DIRECTIVES =
1/ Answer these from the court opinion on the Francesca's overtime case:
(a) On what date did the plaintiffs commence the lawsuit?
(b) Under which law is the claim of plaintiff Perry and the Ohio Class brought?
(c) The amendment to the New Jersey State Wage and Hour Law changed the statute of limitations for wage and hour claims from what length to what length?
2/ Write the next part of the court opinion on the Francesca's overtime case, starting after its last sentence.

UNITED STATES DISTRICT COURT FOR THE DISTRICT OF NEW JERSEY CAMDEN VICINAGE
May 28, 2020
Civil No. 17-565 (RBK/JS) (D.N.J. May. 28, 2020)

Summary

relying on New Jersey precedent, concluding that the WTA should not be applied retroactively, particularly because the WTA states that it should take effect "immediately"

Summary of this case from Jones v. HESP Solar

Opinion

Civil No. 17-565 (RBK/JS)

05-28-2020

MAGEE, et al, Plaintiffs, v. FRANCESCA'S HOLDING CORP., et al, Defendants.


[Doc. No. 172] MEMORANDUM OPINION AND ORDER

This matter is before the Court on the "Motion to Amend/Correct Plaintiffs' Second Amended Complaint" ("Motion") [Doc. No. 172] filed by plaintiffs, Danielle Prulello, Samantha Bailey, Robert Bloominger, Jr., Katherine Perry, and Kathleen Besaw (collectively, "plaintiffs"). The Court received the opposition filed by defendants Francesca's Holding Corp. and Francesca's Collections, Inc. (collectively "Francesca's" or "defendants") [Doc. No. 174] and plaintiffs' reply [Doc. No. 175]. The Court exercises its discretion to decide plaintiffs' motion without oral argument. See FED. R. CIV. P. 78; L. CIV. R. 78.1. For the reasons to be set forth in this Memorandum Opinion and Order, plaintiffs' motion is DENIED. Background

Plaintiffs commenced this Class Action lawsuit against Francesca's on January 27, 2017, asserting claims for unpaid overtime wages. See Compl. [Doc. No. 1]. Plaintiffs bring this action pursuant to the Fair Labor Standards Act of 1938, 29 U.S.C. §§ 201, et. seq. ("FLSA"), and several state wage and hour laws. Id. As to plaintiff Magee and the New Jersey Class, the claim is brought under the New Jersey State Wage and Hour Law, N.J.S.A. 34:11-56(a); as to plaintiff Bailey and the Illinois Class, under the Illinois Minimum Wage Law, 820 Ill. Comp. Stat. § 105/1, et seq.; as to plaintiff Bloominger and the Pennsylvania Class, under the Pennsylvania Minimum Wage Act, 43 P.S. §§ 333.101 et seq.; as to plaintiff Perry and the Ohio Class, under the Ohio Minimum Wage Act, O.R.C. § 4111.01 and Section 34a of Article II of the Ohio Constitution; and as to plaintiff Besaw and the New York Class, under the New York Labor Law, Article 19, §§ 650 et seq. and the supporting New York State Department of Labor regulations (collectively "state wage laws"). See Second Am. Compl. at 2 [Doc. No. 166]. Plaintiffs brought this action because they allege they worked in excess of 40 hours per work week without being paid overtime wages in violation of the FLSA and the state wage laws. See Compl. ¶ ¶ 69-105.

On August 6, 2019 plaintiffs filed their Second Amended Complaint. See Second Am. Compl. [Doc. No. 166]. In their Second Amended Complaint, the class period was defined by the then-existing two-year statute of limitations. Id. ¶ 85. The same day plaintiffs filed their second amended complaint, the New Jersey State Wage and Hour Law was amended to extend the statute of limitations for wage and hour claims from two years to six years. See N.J. STAT. § 34:11-56a25.1.

GIVEN INFORMATION =
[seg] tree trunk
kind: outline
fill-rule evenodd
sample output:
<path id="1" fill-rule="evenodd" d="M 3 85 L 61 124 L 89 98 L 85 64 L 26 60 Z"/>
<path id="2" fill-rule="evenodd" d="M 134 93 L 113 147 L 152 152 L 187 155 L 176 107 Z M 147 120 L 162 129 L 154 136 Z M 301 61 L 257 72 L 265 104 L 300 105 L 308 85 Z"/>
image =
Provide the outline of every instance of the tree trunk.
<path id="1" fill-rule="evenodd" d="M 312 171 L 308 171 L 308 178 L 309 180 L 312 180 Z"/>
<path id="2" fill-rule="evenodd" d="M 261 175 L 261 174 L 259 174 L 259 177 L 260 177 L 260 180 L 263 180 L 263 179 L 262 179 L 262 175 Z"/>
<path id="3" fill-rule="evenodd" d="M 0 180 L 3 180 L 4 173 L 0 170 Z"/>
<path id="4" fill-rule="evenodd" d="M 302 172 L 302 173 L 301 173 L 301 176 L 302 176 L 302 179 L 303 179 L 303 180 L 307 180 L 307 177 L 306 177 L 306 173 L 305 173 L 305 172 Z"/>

ANSWERS TO THE EXERCISES =
1/
(a) January 27, 2017.
(b) The Ohio Minimum Wage Act, O.R.C. § 4111.01, and Section 34a of Article II of the Ohio Constitution.
(c) From two years to six years.

2/
Plaintiffs seek to amend paragraph 85 of their Second Amended Complaint to state the six-year statute of limitations for wage claims under New Jersey law. Mot. Mem. of Law at 2 [Doc. No. 172-1]. Defendants oppose the motion on futility grounds and argue New Jersey courts generally apply new laws prospectively and not retroactively, therefore, plaintiffs should not be allowed to amend their complaint to include the six-year statute of limitations. Opp'n Br. at 4. Defendants also argue the new amendment should not be applied retroactively because the New Jersey legislature did not express an intent that the law apply retroactively, the amendment is not curative, and the parties' expectations do not warrant retroactive application. Id. Plaintiffs, however, argue New Jersey courts generally apply statutory amendments to remedies, such as statute of limitations, retroactively to pending claims. Reply Br. at 2. Discussion

Pursuant to FED. R. CIV. P. 15(a)(2), leave to amend pleadings "shall be freely given when justice so requires." A court should allow a party to amend its pleading so long as there is no undue delay, bad faith or dilatory motive on the part of the movant, repeated failure to cure deficiencies, undue prejudice or futility of the amendment. See Shane v. Fauver, 213 F.3d 113, 115 (3d Cir. 2000); see also Forman v. Davis, 371 U.S. 178, 182 (1962). "Absent undue or substantial prejudice ... [denial must] be grounded in bad faith or dilatory motive, truly undue or unexplained delay, repeated failure to cure deficiency by amendments previously allowed or futility of amendment." Long v. Wilson, 393 F.3d 390, 400 (3d Cir. 2004) (quoting Lundy v. Adamar of N.J., Inc., 34 F.3d 1173, 1196 (3d Cir. 1994)). Here, where there is an absence of bad faith, dilatory motive, or delay, the Court need only consider whether plaintiffs' proposed amendment is futile. An amended complaint is futile if it fails to state a claim upon which relief could be granted. Burtch v. Milberg Factors, Inc., 662 F.3d 212, 231 (3d Cir. 2011) (citation omitted). To determine if an amendment is futile a court should use "the same standard of legal sufficiency as applies under Rule 12(b)(6)." Id. (citation omitted).

As will be discussed in detail, the Court finds plaintiffs' proposed amendment is futile and, therefore, leave to amend is denied. The Court finds New Jersey law does not support the retroactive application of the amendment to the statute of limitations of the New Jersey Wage and Hour Law. See N.J. STAT. § 34:11-56a25.1.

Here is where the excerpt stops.